## [Alıntılanan Metin]
Radikal’de Fehim Taştekin’e konuşan Cemil Bayık Kobane düşer ve Türkiye tampon bölge oluşturursa barış sürecinin biteceğini ve savaşın başlayacağını söyledi
Radikal’den Fehim Taştekin’e konuşan Cemil Bayık, Kobane düşer ve Türkiye tampon bölge oluşturursa barış sürecinin biteceğini ve savaşın başlayacağını söyledi
Fehim Taştekin Radikal’de bugün yayımlanan yazısında Kobani Kantonu’na yönelik saldırıların 3. gününde henüz Musul Konsolosluğu’nda rehin alınan Türklerin bırakılmasından birkaç saat önce konuştuğu Cemil Bayık’ın barış sürecinin kaderini Kobani’ye bağladığını ifade etti. Taştekin’le konuşan Bayık Türkiye’nin Rojava’da Kürtlerin kazanımlarını tasfiye etmek için IŞİD’le ittifak kurduğunu söyledi.
Bayık; Kobane düşer ve Türkiye tampon bölge oluşturursa barış sürecinin biteceğini ve savaşın başlayacağını belirtti. “Kobani’de IŞİD’a destek veren Türkiye’nin kuzeyde çözüm sürecini yürütemeyeceği açıktır” dedi. ‘Her şey bu kadar net mi?’ sorusuna ise şöyle yanıt verdi “Kobani denek taşıdır. Türkiye Rojava’daki Kürtlerin statüsünü ortadan kaldırarak kuzeyde çözüm geliştiremez.”

## [Görev Hedefleri]
a - Aşağıdaki ifadelerin alıntılanan metinle uyuşup uyuşmadığını belirtiniz: (i) Bayık, Türkiye'nin IŞİD ile ittifak kurduğunu söylemiştir; (ii) Taştekin'in Bayık ile görüşmesi, Musul Konsolosluğu'nda rehin alınan Türklerin bırakılmasından sonra gerçekleşmiştir; (iii) Bayık, Kobani'yi denek taşı olarak nitelendirmiştir. Her biri için evet veya hayır deyip kararı belirleyen sözleri metinden aynen alıntılayınız.
b - Alıntılanan metinde "Radikal’de Fehim Taştekin’e" ile "ittifak kurduğunu söyledi." arasında kalan bölümü, bu iki ifade de dahil olmak üzere, hiçbir değişiklik yapmadan alıntılayınız.

[Sınır etiketleme öğeleri]
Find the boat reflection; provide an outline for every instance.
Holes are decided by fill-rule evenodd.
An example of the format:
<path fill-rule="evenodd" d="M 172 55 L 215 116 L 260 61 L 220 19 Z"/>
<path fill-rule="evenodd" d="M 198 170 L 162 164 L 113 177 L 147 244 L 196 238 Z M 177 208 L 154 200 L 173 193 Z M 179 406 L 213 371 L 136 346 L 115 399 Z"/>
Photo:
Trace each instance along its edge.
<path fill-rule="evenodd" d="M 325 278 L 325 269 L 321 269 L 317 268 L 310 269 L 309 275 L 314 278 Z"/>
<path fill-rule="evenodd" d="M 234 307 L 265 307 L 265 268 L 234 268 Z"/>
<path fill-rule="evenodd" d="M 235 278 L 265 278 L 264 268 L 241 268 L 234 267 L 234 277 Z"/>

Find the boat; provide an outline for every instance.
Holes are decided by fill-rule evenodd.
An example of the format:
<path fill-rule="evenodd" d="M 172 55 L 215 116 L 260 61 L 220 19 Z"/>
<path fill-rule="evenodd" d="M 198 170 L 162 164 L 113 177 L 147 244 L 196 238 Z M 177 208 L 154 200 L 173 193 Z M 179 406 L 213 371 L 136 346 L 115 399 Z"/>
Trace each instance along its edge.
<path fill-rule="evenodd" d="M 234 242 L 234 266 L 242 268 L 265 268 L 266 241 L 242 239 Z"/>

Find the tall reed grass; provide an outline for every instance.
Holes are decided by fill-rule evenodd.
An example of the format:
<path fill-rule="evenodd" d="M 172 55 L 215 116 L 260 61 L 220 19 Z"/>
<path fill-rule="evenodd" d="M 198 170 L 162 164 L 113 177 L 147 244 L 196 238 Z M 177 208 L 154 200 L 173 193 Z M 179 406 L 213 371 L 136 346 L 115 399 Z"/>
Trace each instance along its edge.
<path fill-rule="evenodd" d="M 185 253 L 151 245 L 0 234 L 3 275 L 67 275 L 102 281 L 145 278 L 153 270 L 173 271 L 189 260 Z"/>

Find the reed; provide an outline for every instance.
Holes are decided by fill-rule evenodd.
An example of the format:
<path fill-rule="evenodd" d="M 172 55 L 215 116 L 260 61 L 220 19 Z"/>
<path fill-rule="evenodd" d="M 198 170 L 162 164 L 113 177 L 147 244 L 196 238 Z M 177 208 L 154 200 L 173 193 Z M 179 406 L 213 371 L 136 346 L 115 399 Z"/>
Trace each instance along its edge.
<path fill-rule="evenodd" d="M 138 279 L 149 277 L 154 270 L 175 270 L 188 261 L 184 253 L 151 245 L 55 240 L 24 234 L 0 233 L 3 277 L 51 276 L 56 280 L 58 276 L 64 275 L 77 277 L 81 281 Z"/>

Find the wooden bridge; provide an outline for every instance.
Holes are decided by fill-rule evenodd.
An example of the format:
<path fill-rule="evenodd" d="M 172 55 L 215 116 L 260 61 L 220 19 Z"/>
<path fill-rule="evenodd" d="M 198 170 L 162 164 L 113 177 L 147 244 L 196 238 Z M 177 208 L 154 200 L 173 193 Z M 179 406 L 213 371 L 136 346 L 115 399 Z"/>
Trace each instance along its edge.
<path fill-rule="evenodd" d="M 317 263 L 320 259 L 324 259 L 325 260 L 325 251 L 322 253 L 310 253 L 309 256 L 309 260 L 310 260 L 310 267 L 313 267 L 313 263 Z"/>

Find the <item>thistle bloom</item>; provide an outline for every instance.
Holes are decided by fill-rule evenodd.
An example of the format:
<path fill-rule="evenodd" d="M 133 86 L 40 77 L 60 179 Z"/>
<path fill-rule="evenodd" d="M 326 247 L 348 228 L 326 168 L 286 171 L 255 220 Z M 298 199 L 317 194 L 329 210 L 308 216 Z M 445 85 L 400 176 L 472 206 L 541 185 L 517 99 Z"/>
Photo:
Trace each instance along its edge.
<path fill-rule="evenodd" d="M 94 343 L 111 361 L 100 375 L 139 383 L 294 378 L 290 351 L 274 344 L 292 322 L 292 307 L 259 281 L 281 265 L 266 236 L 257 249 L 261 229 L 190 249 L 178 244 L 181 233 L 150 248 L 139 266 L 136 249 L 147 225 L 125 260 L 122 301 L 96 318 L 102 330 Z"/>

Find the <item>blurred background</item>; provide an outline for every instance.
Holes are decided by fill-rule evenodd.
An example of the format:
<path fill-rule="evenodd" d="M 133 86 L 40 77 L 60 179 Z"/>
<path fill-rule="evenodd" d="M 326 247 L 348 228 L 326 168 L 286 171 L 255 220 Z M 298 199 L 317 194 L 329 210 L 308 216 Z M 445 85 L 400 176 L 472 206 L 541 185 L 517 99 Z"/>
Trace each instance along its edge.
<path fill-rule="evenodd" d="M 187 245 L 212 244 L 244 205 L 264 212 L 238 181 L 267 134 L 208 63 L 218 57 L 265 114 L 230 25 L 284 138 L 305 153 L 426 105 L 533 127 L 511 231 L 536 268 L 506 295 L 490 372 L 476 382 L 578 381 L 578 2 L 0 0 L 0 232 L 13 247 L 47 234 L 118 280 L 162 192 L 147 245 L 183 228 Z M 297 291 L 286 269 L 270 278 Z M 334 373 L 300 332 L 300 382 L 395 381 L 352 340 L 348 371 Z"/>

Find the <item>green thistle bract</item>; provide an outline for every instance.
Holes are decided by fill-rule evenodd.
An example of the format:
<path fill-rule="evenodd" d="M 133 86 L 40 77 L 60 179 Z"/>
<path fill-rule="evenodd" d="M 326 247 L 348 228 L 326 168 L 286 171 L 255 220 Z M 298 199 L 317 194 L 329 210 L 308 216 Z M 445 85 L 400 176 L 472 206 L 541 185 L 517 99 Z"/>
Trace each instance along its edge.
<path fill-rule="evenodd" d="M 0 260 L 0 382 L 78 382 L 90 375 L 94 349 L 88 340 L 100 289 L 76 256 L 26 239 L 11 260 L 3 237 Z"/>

## [Nihai Sonuçlar]
a -
(i) Evet: "Taştekin’le konuşan Bayık Türkiye’nin Rojava’da Kürtlerin kazanımlarını tasfiye etmek için IŞİD’le ittifak kurduğunu söyledi."
(ii) Hayır: "henüz Musul Konsolosluğu’nda rehin alınan Türklerin bırakılmasından birkaç saat önce konuştuğu"
(iii) Evet: "Kobani denek taşıdır."

b -
Radikal’de Fehim Taştekin’e konuşan Cemil Bayık Kobane düşer ve Türkiye tampon bölge oluşturursa barış sürecinin biteceğini ve savaşın başlayacağını söyledi
Radikal’den Fehim Taştekin’e konuşan Cemil Bayık, Kobane düşer ve Türkiye tampon bölge oluşturursa barış sürecinin biteceğini ve savaşın başlayacağını söyledi
Fehim Taştekin Radikal’de bugün yayımlanan yazısında Kobani Kantonu’na yönelik saldırıların 3. gününde henüz Musul Konsolosluğu’nda rehin alınan Türklerin bırakılmasından birkaç saat önce konuştuğu Cemil Bayık’ın barış sürecinin kaderini Kobani’ye bağladığını ifade etti. Taştekin’le konuşan Bayık Türkiye’nin Rojava’da Kürtlerin kazanımlarını tasfiye etmek için IŞİD’le ittifak kurduğunu söyledi.